▶ **Descrição do problema**
Reproduza a listagem abaixo inteira, linha por linha, sem alterar nenhum caractere.

*** Listagem de dados

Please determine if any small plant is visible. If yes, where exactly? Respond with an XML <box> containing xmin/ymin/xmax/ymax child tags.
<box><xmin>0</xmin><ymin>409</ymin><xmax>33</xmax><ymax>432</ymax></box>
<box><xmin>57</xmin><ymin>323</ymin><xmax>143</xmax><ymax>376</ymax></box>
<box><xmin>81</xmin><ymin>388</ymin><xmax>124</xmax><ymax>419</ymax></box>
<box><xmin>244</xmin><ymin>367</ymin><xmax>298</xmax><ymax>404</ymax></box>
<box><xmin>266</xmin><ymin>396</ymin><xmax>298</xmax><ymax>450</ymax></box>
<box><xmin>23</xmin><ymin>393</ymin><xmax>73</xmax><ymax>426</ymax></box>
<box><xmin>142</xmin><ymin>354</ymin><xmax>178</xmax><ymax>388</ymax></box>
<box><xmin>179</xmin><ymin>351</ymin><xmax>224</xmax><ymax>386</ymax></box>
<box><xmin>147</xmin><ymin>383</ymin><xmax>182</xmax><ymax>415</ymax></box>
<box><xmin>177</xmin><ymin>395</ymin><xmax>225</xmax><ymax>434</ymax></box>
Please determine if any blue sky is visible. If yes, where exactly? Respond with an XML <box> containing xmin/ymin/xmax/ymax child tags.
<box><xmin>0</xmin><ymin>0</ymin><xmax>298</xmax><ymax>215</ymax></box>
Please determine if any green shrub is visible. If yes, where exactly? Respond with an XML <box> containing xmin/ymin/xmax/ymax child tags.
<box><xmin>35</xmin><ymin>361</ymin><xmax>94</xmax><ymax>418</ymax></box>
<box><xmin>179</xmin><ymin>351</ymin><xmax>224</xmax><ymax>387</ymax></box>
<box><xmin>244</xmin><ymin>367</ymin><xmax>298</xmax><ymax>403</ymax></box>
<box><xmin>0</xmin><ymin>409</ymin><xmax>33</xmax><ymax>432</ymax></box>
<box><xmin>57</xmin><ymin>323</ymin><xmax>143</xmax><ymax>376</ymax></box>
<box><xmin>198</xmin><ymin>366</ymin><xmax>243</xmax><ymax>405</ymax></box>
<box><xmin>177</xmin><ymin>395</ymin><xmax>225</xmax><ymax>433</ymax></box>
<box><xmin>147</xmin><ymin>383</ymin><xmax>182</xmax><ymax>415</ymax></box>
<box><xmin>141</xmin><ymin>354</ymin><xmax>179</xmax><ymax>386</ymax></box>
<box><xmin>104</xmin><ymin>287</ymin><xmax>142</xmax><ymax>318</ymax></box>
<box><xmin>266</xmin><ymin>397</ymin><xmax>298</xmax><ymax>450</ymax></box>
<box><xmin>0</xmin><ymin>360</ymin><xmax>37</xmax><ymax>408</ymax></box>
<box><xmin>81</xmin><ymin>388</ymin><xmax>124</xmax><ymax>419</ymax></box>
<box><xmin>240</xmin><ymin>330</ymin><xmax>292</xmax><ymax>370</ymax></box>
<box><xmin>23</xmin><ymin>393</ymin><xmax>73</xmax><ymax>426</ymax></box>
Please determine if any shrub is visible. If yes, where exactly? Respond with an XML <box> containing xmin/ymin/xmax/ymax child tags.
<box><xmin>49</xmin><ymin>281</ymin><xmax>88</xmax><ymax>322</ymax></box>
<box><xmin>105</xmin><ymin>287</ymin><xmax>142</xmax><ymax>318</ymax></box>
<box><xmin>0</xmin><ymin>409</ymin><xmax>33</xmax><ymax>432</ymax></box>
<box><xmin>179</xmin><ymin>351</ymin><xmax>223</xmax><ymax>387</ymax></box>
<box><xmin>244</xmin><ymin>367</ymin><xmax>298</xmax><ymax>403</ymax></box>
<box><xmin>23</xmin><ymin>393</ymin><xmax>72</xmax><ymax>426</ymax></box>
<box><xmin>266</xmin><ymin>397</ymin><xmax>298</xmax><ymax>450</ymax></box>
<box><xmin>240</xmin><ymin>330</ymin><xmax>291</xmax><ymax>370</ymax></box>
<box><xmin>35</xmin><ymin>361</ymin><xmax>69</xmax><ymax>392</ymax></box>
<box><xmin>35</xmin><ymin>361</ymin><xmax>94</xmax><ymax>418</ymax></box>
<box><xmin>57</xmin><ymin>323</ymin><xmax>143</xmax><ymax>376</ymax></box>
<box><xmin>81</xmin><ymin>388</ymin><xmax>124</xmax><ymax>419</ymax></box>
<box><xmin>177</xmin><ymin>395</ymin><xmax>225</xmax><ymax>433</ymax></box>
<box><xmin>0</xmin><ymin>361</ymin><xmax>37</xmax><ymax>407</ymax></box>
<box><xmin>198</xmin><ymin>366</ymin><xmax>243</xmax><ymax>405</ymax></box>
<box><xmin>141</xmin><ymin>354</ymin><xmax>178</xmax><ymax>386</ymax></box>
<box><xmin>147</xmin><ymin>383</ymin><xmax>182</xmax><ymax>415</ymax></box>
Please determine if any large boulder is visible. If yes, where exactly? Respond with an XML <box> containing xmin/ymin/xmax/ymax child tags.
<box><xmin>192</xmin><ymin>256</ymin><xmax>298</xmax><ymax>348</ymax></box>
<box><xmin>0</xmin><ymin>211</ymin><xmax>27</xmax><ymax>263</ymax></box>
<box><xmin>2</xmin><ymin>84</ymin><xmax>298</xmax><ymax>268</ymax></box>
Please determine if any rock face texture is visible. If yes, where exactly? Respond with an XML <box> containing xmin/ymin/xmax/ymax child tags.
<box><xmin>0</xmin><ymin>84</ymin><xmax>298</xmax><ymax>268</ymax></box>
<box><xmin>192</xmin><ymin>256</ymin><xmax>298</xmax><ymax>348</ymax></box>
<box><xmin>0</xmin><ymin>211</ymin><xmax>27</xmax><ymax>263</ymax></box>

******

▶ **Solução abaixo**
Please determine if any small plant is visible. If yes, where exactly? Respond with an XML <box> containing xmin/ymin/xmax/ymax child tags.
<box><xmin>0</xmin><ymin>409</ymin><xmax>33</xmax><ymax>432</ymax></box>
<box><xmin>57</xmin><ymin>323</ymin><xmax>143</xmax><ymax>376</ymax></box>
<box><xmin>81</xmin><ymin>388</ymin><xmax>124</xmax><ymax>419</ymax></box>
<box><xmin>244</xmin><ymin>367</ymin><xmax>298</xmax><ymax>404</ymax></box>
<box><xmin>266</xmin><ymin>396</ymin><xmax>298</xmax><ymax>450</ymax></box>
<box><xmin>23</xmin><ymin>393</ymin><xmax>73</xmax><ymax>426</ymax></box>
<box><xmin>142</xmin><ymin>354</ymin><xmax>178</xmax><ymax>388</ymax></box>
<box><xmin>179</xmin><ymin>351</ymin><xmax>224</xmax><ymax>386</ymax></box>
<box><xmin>147</xmin><ymin>383</ymin><xmax>182</xmax><ymax>415</ymax></box>
<box><xmin>177</xmin><ymin>395</ymin><xmax>225</xmax><ymax>434</ymax></box>
Please determine if any blue sky is visible. If yes, where exactly? Respond with an XML <box> containing xmin/ymin/xmax/ymax child tags.
<box><xmin>0</xmin><ymin>0</ymin><xmax>298</xmax><ymax>215</ymax></box>
Please determine if any green shrub is visible. If yes, where exactly? Respond with an XML <box> containing xmin/ymin/xmax/ymax child tags.
<box><xmin>35</xmin><ymin>361</ymin><xmax>94</xmax><ymax>418</ymax></box>
<box><xmin>179</xmin><ymin>351</ymin><xmax>224</xmax><ymax>387</ymax></box>
<box><xmin>244</xmin><ymin>367</ymin><xmax>298</xmax><ymax>403</ymax></box>
<box><xmin>0</xmin><ymin>409</ymin><xmax>33</xmax><ymax>432</ymax></box>
<box><xmin>57</xmin><ymin>323</ymin><xmax>143</xmax><ymax>376</ymax></box>
<box><xmin>198</xmin><ymin>366</ymin><xmax>243</xmax><ymax>405</ymax></box>
<box><xmin>177</xmin><ymin>395</ymin><xmax>225</xmax><ymax>433</ymax></box>
<box><xmin>147</xmin><ymin>383</ymin><xmax>182</xmax><ymax>415</ymax></box>
<box><xmin>141</xmin><ymin>354</ymin><xmax>179</xmax><ymax>386</ymax></box>
<box><xmin>104</xmin><ymin>287</ymin><xmax>142</xmax><ymax>318</ymax></box>
<box><xmin>266</xmin><ymin>397</ymin><xmax>298</xmax><ymax>450</ymax></box>
<box><xmin>0</xmin><ymin>360</ymin><xmax>37</xmax><ymax>408</ymax></box>
<box><xmin>81</xmin><ymin>388</ymin><xmax>124</xmax><ymax>419</ymax></box>
<box><xmin>240</xmin><ymin>330</ymin><xmax>292</xmax><ymax>370</ymax></box>
<box><xmin>23</xmin><ymin>393</ymin><xmax>73</xmax><ymax>426</ymax></box>
Please determine if any shrub is visible. If yes, where exactly? Respond with an XML <box> containing xmin/ymin/xmax/ymax child tags.
<box><xmin>49</xmin><ymin>281</ymin><xmax>88</xmax><ymax>322</ymax></box>
<box><xmin>105</xmin><ymin>287</ymin><xmax>142</xmax><ymax>318</ymax></box>
<box><xmin>0</xmin><ymin>409</ymin><xmax>33</xmax><ymax>432</ymax></box>
<box><xmin>179</xmin><ymin>351</ymin><xmax>223</xmax><ymax>387</ymax></box>
<box><xmin>244</xmin><ymin>367</ymin><xmax>298</xmax><ymax>403</ymax></box>
<box><xmin>23</xmin><ymin>393</ymin><xmax>72</xmax><ymax>426</ymax></box>
<box><xmin>266</xmin><ymin>397</ymin><xmax>298</xmax><ymax>450</ymax></box>
<box><xmin>240</xmin><ymin>330</ymin><xmax>291</xmax><ymax>370</ymax></box>
<box><xmin>35</xmin><ymin>361</ymin><xmax>69</xmax><ymax>392</ymax></box>
<box><xmin>35</xmin><ymin>361</ymin><xmax>94</xmax><ymax>418</ymax></box>
<box><xmin>57</xmin><ymin>323</ymin><xmax>143</xmax><ymax>376</ymax></box>
<box><xmin>81</xmin><ymin>388</ymin><xmax>124</xmax><ymax>419</ymax></box>
<box><xmin>177</xmin><ymin>395</ymin><xmax>225</xmax><ymax>433</ymax></box>
<box><xmin>0</xmin><ymin>361</ymin><xmax>37</xmax><ymax>407</ymax></box>
<box><xmin>198</xmin><ymin>366</ymin><xmax>243</xmax><ymax>405</ymax></box>
<box><xmin>141</xmin><ymin>354</ymin><xmax>178</xmax><ymax>386</ymax></box>
<box><xmin>147</xmin><ymin>383</ymin><xmax>182</xmax><ymax>415</ymax></box>
Please determine if any large boulder is visible. If yes, where exactly? Respond with an XML <box> containing xmin/ymin/xmax/ymax child tags.
<box><xmin>192</xmin><ymin>256</ymin><xmax>298</xmax><ymax>348</ymax></box>
<box><xmin>0</xmin><ymin>211</ymin><xmax>27</xmax><ymax>263</ymax></box>
<box><xmin>2</xmin><ymin>84</ymin><xmax>298</xmax><ymax>268</ymax></box>
Please determine if any rock face texture is visible. If yes, where exactly? Respond with an XML <box> containing xmin/ymin/xmax/ymax child tags.
<box><xmin>0</xmin><ymin>84</ymin><xmax>298</xmax><ymax>268</ymax></box>
<box><xmin>192</xmin><ymin>256</ymin><xmax>298</xmax><ymax>348</ymax></box>
<box><xmin>0</xmin><ymin>211</ymin><xmax>27</xmax><ymax>263</ymax></box>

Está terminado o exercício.